= Li Delun =

Li Delun (李德伦 (李德倫); June 6th 1917– October 19th 2001) was a Chinese conductor who devoted his life to the promotion of classical music in China. Hailed as the father of China's classical music, the Li Delun Music Foundation and Li Delun National Conducting Competition was named after him in honour of his contribution to the development of classical music in China.

==Career==
In 1946, with support from Zhou Enlai (who in 1949 became the first Prime Minister of the People's Republic of China) Li Delun took an assortment of donated musical instruments to the city of Yan'an and became the founder, instructor, and conductor of China's first professional symphony orchestra. In 1953, he went to Moscow to further his studies under the celebrated conductor Professor Nikolai Anosov. He returned to China in 1957 after graduating from the Moscow Conservatory and was made conductor of the China Central Philharmonic and was put in charge to provide music at state and diplomatic functions such as entertaining important visitors such as Henry Kissinger on his earlier secret diplomatic missions to Beijing. Towards the end of the cultural revolution, despite China's political tumult of the late 1960s, when all "decadent" music was banned, Maestro bravely presented Beethoven's Fifth Symphony in a concert commemorating the 150th anniversary of Beethoven's death. The event broke the ban on public performances of western music and drew worldwide attention and signaled the reemergence of classical music in China.

In 1979, Maestro Li joined hands with American violinist Isaac Stern to perform the violin concertos of Mozart and Brahms. This historical musical collaboration was captured in the Academy Award-winning documentary From Mao to Mozart, which offered some of the first glimpses of a newly opening China. In the ensuing years, Li served as a bridge between musicians from China and abroad, performing with artists such as David Oistrakh, Isaac Stern, Yehudi Menuhin, Yo-Yo Ma, Fou Tsong, Liu Shikun, Yin Chengzong and many others. The China Central Philharmonic Society traveled the world performing under his baton, and he guest-conducted numerous international orchestras, including the Toronto Symphony Orchestra and Vancouver Symphony Orchestra in 1986 and 1989 respectively.

• [THE DATA]

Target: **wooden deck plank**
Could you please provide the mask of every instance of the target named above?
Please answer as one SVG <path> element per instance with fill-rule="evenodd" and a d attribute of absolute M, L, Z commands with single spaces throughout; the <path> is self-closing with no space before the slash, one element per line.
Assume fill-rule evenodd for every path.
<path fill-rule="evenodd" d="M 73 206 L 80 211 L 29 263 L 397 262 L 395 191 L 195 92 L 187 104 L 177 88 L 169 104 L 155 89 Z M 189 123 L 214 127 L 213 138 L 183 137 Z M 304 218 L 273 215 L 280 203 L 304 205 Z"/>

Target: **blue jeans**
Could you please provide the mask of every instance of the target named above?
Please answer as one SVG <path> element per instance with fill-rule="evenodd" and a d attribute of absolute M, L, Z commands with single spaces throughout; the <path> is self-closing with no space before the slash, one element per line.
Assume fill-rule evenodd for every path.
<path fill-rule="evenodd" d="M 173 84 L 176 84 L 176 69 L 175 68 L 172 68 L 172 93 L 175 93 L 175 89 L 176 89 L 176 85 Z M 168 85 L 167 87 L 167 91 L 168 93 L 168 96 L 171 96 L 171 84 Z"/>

• [QUESTIONS ON THE MATERIAL]
- a) Transcribe the Li Delun article from "Li Delun (李德伦" up to and including "development of classical music in China.".
- b) Translate this sentence from the Li Delun article into Spanish: "In 1953, he went to Moscow to further his studies under the celebrated conductor Professor Nikolai Anosov."
- c) Summarize the Li Delun article in two sentences.
The entries were taken from a separate source unrelated to the Li Delun article.

• [EXERCISE ANSWERS]
- a)
Li Delun (李德伦 (李德倫); June 6th 1917– October 19th 2001) was a Chinese conductor who devoted his life to the promotion of classical music in China. Hailed as the father of China's classical music, the Li Delun Music Foundation and Li Delun National Conducting Competition was named after him in honour of his contribution to the development of classical music in China.

- b) En 1953 fue a Moscú para continuar sus estudios con el célebre director de orquesta, el profesor Nikolái Anósov.

- c) Li Delun was a Chinese conductor who devoted his life to promoting classical music in China. He founded China's first professional symphony orchestra in Yan'an in 1946, studied at the Moscow Conservatory, led the China Central Philharmonic, broke the ban on public performances of western music with Beethoven's Fifth Symphony, and in 1979 performed with Isaac Stern in a collaboration captured in the documentary From Mao to Mozart.